• _Goal of the exercise_: Take the line that contains "point: khaki police" as the first line and the last line of the material below as the final one; reproduce exactly the lines between, inclusive.

• _Dataset records_:
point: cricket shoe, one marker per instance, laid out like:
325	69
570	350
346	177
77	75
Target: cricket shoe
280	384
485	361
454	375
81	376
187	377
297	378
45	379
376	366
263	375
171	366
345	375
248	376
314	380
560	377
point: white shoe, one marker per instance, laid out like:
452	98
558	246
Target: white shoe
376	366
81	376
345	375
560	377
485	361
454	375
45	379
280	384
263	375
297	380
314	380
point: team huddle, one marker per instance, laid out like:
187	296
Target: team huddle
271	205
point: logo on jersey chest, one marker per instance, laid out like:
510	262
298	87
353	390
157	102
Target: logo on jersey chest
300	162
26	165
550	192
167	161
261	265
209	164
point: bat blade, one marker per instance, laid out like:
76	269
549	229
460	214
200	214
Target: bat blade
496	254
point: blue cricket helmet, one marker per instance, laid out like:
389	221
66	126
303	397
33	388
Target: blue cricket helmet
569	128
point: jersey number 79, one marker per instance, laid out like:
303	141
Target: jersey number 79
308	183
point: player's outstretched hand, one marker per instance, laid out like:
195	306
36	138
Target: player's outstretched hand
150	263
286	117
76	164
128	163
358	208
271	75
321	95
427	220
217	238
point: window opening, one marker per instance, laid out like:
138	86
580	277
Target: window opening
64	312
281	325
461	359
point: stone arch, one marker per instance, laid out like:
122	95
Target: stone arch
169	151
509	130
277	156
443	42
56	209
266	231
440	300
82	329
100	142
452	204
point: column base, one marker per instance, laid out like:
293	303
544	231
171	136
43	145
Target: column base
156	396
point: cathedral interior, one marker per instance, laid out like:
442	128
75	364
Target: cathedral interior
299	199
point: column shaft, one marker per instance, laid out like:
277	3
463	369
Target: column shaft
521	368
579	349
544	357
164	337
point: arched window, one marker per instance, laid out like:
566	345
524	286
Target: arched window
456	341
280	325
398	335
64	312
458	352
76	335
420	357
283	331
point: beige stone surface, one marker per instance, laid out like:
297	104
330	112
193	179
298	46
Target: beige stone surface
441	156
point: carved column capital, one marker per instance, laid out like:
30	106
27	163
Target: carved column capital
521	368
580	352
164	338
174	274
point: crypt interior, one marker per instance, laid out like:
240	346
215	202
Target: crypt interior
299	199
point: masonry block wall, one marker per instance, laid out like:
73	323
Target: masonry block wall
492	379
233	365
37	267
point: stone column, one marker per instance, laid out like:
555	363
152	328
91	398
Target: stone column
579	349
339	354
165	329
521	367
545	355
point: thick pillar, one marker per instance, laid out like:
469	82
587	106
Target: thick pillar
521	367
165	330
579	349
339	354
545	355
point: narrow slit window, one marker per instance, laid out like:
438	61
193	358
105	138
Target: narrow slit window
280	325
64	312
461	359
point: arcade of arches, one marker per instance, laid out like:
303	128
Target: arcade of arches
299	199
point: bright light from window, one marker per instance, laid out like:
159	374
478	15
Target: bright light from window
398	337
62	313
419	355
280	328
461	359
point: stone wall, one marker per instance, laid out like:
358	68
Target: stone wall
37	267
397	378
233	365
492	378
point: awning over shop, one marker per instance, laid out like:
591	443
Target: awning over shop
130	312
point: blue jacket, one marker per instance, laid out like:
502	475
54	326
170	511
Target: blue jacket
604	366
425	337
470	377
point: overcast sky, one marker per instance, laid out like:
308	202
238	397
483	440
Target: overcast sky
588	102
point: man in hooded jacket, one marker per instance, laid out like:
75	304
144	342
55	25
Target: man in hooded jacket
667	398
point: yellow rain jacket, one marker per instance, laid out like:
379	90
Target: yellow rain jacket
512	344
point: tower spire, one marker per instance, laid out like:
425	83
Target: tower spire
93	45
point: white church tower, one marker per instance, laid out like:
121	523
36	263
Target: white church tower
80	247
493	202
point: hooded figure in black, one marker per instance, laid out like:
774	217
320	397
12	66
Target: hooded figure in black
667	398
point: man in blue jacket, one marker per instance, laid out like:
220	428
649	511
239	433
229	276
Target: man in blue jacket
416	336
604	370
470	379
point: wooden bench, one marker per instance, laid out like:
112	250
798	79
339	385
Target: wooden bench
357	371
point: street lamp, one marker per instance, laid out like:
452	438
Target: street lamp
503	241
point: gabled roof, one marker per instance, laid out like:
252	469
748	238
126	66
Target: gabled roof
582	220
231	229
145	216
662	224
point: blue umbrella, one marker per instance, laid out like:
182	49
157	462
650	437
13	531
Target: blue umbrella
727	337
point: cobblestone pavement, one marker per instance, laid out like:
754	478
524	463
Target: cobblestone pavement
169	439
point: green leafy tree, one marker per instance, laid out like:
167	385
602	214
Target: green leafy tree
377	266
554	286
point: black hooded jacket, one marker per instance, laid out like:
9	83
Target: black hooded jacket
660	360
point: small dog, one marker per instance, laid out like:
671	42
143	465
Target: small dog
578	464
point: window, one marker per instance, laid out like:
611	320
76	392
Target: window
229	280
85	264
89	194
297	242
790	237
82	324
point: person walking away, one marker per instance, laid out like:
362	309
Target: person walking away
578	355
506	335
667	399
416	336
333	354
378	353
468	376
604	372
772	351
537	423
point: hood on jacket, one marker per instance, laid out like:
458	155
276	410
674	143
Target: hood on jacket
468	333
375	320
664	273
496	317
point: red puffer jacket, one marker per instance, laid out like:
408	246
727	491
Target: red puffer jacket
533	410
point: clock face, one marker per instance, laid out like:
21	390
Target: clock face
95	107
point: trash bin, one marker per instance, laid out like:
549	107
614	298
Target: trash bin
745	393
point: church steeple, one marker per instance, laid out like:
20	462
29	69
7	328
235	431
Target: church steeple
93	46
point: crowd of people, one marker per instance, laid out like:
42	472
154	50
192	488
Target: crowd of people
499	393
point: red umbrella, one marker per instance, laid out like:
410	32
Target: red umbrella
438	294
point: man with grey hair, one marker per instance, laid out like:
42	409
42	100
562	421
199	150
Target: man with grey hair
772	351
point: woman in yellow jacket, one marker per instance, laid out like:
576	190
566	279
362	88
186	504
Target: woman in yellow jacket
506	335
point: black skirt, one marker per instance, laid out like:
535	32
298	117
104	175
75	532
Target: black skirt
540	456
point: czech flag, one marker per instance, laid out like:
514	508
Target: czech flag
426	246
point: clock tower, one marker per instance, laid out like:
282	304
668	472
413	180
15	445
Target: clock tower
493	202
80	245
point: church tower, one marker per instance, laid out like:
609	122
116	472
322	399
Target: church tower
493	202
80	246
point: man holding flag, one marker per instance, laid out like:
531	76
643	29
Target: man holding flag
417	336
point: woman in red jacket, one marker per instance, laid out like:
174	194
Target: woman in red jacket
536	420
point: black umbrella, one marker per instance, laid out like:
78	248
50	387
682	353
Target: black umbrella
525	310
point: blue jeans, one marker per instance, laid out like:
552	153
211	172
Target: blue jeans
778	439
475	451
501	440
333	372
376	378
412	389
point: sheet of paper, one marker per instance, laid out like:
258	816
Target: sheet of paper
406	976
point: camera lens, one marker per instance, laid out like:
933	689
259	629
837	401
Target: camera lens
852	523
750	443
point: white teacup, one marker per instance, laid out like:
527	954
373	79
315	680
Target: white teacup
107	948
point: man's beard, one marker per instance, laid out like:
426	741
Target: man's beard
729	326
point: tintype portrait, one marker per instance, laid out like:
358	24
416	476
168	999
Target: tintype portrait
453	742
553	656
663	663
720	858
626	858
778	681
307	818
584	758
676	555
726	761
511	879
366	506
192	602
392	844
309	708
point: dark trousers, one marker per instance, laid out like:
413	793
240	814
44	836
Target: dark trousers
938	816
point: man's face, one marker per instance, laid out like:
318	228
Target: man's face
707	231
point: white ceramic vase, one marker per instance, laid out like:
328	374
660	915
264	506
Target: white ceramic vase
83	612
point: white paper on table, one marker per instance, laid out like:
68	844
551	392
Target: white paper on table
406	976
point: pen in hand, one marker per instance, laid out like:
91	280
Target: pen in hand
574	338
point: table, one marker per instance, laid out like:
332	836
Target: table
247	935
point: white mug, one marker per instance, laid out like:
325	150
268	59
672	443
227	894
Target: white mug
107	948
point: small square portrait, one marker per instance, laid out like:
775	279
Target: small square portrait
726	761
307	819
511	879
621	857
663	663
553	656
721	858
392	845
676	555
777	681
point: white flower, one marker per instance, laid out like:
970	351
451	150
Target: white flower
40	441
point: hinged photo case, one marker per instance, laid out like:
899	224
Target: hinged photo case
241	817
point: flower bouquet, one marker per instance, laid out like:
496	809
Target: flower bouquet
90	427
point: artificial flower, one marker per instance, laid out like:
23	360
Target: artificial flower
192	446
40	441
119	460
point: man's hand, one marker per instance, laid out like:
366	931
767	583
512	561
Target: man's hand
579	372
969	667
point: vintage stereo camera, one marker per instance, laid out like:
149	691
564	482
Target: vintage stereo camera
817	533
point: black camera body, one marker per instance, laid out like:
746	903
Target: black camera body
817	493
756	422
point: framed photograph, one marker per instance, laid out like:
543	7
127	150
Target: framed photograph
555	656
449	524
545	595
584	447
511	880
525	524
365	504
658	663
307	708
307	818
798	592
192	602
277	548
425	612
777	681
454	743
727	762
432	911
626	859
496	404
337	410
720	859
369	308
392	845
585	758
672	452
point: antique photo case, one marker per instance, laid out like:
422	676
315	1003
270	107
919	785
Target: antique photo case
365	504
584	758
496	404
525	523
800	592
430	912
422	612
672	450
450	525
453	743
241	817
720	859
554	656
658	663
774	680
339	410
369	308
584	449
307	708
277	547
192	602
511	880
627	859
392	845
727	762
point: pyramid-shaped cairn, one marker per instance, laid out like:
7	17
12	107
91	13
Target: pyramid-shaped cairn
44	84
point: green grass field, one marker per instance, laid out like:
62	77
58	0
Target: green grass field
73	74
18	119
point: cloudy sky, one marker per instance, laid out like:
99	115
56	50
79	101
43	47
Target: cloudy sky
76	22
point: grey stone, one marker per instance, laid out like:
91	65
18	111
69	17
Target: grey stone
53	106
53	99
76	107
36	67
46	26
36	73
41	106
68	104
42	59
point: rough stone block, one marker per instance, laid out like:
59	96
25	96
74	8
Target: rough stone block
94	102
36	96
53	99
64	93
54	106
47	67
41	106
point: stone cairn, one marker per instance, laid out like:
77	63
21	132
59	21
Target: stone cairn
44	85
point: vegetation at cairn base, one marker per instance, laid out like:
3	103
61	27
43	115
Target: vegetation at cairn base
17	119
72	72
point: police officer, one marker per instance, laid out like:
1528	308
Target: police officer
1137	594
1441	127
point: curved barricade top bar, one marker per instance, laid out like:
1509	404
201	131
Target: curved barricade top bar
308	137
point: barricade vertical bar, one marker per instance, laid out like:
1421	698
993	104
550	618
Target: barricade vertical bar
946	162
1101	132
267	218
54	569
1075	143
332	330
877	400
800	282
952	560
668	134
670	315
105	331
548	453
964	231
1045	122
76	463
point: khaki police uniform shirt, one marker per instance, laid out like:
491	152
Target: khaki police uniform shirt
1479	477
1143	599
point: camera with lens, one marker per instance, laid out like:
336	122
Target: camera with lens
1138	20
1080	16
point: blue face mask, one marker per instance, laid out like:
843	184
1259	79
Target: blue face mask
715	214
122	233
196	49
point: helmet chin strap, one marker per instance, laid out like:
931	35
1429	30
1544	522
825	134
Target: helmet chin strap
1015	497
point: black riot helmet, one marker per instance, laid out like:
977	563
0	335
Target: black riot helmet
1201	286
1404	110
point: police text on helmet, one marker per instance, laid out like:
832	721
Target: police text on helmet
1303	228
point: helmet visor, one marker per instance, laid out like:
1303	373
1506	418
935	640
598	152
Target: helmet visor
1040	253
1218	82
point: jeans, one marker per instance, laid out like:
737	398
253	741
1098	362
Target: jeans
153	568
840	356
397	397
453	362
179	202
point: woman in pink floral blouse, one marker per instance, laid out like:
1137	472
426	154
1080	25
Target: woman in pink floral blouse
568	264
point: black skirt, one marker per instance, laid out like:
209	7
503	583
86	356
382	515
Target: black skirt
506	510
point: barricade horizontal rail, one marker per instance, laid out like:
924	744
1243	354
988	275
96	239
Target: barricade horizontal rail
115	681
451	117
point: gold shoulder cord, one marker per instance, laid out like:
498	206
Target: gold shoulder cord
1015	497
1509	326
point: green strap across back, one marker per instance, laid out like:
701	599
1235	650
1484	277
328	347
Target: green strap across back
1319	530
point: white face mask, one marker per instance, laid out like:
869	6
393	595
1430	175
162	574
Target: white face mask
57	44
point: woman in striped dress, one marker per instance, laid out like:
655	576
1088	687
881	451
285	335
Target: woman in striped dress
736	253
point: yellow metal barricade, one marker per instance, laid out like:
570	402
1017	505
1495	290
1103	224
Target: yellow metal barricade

• _Task solution_:
point: khaki police uniform shirt, one marker per instance, laid out like:
491	152
Target: khaki police uniform shirt
1479	477
1143	599
point: camera with lens, one marker per instance, laid out like:
336	122
Target: camera with lens
1138	20
1080	16
point: blue face mask, one marker per instance, laid out like:
843	184
1259	79
Target: blue face mask
715	214
122	233
196	49
point: helmet chin strap, one marker per instance, laid out like:
931	35
1429	30
1544	522
825	134
Target: helmet chin strap
1015	497
point: black riot helmet, one marker per instance, laid out like:
977	563
0	335
Target: black riot helmet
1201	286
1404	110
point: police text on helmet, one marker per instance, laid out like:
832	721
Target: police text on helmet
1303	228
point: helmet visor, one marker per instance, laid out like:
1303	373
1506	418
935	640
598	152
Target: helmet visor
1040	253
1218	82
point: jeans, one marker per instance, laid out like:
737	398
253	741
1098	362
Target: jeans
153	568
840	356
397	397
453	362
179	202
point: woman in pink floral blouse, one marker per instance, laid out like:
1137	472
426	154
1080	25
Target: woman in pink floral blouse
568	264
point: black skirt, one marker per instance, laid out like:
209	7
503	583
86	356
382	515
Target: black skirt
506	510
point: barricade horizontal rail, one marker per instance, laid out like:
924	744
1243	354
988	275
96	239
Target: barricade horizontal rail
115	681
451	117
point: gold shoulder cord, one marker per instance, laid out like:
498	206
Target: gold shoulder cord
1015	497
1509	326
point: green strap across back, one marker per instance, laid out like:
701	599
1235	650
1484	277
328	347
Target: green strap across back
1319	530
point: white face mask, one marker per instance, laid out like:
869	6
393	595
1430	175
162	574
Target: white face mask
57	44
point: woman in striped dress, one marker per instance, laid out like:
655	576
1088	687
881	451
285	335
Target: woman in striped dress
736	253
point: yellow metal barricade, one marker per instance, laid out like:
570	402
1017	505
1495	290
1103	224
Target: yellow metal barricade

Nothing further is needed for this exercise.